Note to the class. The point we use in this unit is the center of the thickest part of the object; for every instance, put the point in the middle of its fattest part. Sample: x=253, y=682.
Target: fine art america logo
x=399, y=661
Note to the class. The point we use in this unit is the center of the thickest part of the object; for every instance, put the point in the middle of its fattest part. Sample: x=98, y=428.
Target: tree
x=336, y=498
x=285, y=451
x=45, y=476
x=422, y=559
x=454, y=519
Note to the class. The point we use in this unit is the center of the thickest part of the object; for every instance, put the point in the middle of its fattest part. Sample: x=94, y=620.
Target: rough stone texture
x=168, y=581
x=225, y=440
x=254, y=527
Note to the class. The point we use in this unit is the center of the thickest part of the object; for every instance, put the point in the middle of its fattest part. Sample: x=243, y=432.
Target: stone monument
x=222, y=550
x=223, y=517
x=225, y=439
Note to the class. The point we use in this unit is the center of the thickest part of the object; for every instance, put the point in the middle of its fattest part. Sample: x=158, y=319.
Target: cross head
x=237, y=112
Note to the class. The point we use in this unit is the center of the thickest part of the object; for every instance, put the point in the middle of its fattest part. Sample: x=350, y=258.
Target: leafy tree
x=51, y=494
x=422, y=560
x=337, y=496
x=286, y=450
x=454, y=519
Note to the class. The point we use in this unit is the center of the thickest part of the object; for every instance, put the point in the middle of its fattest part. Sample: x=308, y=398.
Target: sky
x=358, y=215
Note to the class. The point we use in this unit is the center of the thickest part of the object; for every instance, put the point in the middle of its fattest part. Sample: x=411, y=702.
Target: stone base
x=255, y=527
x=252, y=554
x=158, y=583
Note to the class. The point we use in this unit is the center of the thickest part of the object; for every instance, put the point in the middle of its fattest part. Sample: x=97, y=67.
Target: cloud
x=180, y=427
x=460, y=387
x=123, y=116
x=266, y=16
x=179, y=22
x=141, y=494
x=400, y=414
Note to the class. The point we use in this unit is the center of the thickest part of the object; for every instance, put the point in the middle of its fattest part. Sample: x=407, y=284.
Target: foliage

○ ○ ○ ○ ○ ○ ○

__What is needed__
Retype every one of the records above without any changes.

__Solved exercise__
Note to the class. The point we use in this unit is the center of the thickest part of the object; for every instance, put the point in the middle of its fattest part. Sample: x=253, y=682.
Target: fine art america logo
x=399, y=661
Note to the class. The point we use in this unit is the center of the thickest part of the object; for every instance, put the point in the middle of its fattest part. Sample: x=98, y=428.
Target: tree
x=336, y=498
x=285, y=451
x=45, y=476
x=422, y=559
x=454, y=519
Note to the class. The point we use in this unit is the center of the thickest part of the object; for every instance, put the point in the middle of its fattest part. Sample: x=94, y=620.
Target: rough stone texture
x=168, y=581
x=225, y=440
x=254, y=527
Note to the class. The point we use in this unit is the center of the thickest part of the object; for every instance, put the point in the middle of its fattest part. Sample: x=243, y=432.
Target: stone monument
x=222, y=550
x=223, y=517
x=225, y=439
Note to the class. The point we use in this unit is the center of the thickest part of the object; for every instance, put the point in the middle of its fattest part. Sample: x=158, y=319.
Target: cross head
x=237, y=112
Note to the class. The point we use in this unit is the center of the thickest part of the object; for every instance, put the point in the middle of its fattest part. Sample: x=350, y=258.
Target: leafy tree
x=51, y=494
x=422, y=560
x=337, y=496
x=286, y=450
x=454, y=519
Note to the class. The point we use in this unit is the center of the thickest part of the object; for every instance, put the point in the middle of its fattest part. Sample: x=308, y=398.
Target: sky
x=358, y=215
Note to the class. The point we use in this unit is the center of the thickest part of the object; for every instance, put the point in the middle of its fattest part. Sample: x=411, y=702.
Target: stone base
x=255, y=527
x=252, y=554
x=158, y=583
Note to the class. The point we use in this unit is the center of the thickest part of the object; for every instance, put the point in the middle of its fattest part. Sample: x=97, y=67.
Target: cloud
x=180, y=427
x=460, y=387
x=123, y=116
x=266, y=16
x=179, y=22
x=141, y=494
x=400, y=414
Note to the class. The point we use in this unit is the center of the thickest part of the object; for every instance, put the point in the middle of its fattest part. Sample: x=407, y=284.
Target: foliage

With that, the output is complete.